## START SOURCE
# Kontakt very slow loading times with certain libraries: SOLVED



## Raindog

I´m on a Mac currently using High Sierra as my system (but had the same problem with Sierra) and the newest Kontakt build and an SSD disk to store my sample libraries

When I load libraries which are Kontakt-Player libraries (meaning that they appear within the library window) loading times are normal. When I try to load larger libraries which are not Kontakt Player compatible, loading times are very very slow (I don´t recall when this problem started, but it was not the case with previous Kontakt Versions). When I Close the library and reload it, loading times are back to normal. Resaving or batch resaving didn´t help. It´s the same with the Kontakt plugin (within Logic X) or the standalone version.

Has anyone else seen this strange behaviour with different loading times dependant on the state of the library? This is definitely a problem as some projects now need about 10 minutes to load properly.
Best regards
Raindog


----------



## mac

If you give an example library or preset, and I have it here, I can see if mine performs the same (we're using similar setups).


----------



## EvilDragon

Don't use High Sierra just yet, if at all possible...

https://www.native-instruments.com/...path-missing-directories.322197/#post-1602319


----------



## Raindog

EvilDragon said:


> Don't use High Sierra just yet, if at all possible...
> 
> https://www.native-instruments.com/...path-missing-directories.322197/#post-1602319



The problem was already existent with Sierra, so I guess it´s not (or not completely) related to High Sierra. I have had no issues with High Sierra so far besides some relicensing issues with my Korg plugins. The SSD performs well. It´s the strange behaviour that Player-compatible libraries load much much faster than Non-Player-compatible libraries though they reside on the same disk. Strange but that´s the way it is. I googled and found several Posts with the same issue though I couldn´t find if there is a solution.
Best regards
Raindog


----------



## Raindog

mac said:


> If you give an example library or preset, and I have it here, I can see if mine performs the same (we're using similar setups).



The slow loading happens for the MadDrum instruments (as an example). The Drumasonic library of similar size (but Player-compatible) loads with normal Speed.

I have to check, if the libraries affected use ncw-compression or not. This could be something I haven´t thought of so far.

Best regards
Raindog


----------



## EvilDragon

NCW compression has not much to do with load time... however KP libraries being monolithed in a few big files as opposed to thousands of smaller times could have some influence, although they should be pretty marginal with SSDs...
## END SOURCE
## START DATA EXTRACT
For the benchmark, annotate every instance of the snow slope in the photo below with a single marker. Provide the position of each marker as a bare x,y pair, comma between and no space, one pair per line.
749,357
## END DATA EXTRACT
Please write out the Kontakt loading-time thread from "The slow loading" up to and including "with normal Speed.", substituting "comparable size" for "similar size". Rely only on the Kontakt loading-time thread.

The slow loading happens for the MadDrum instruments (as an example). The Drumasonic library of comparable size (but Player-compatible) loads with normal Speed.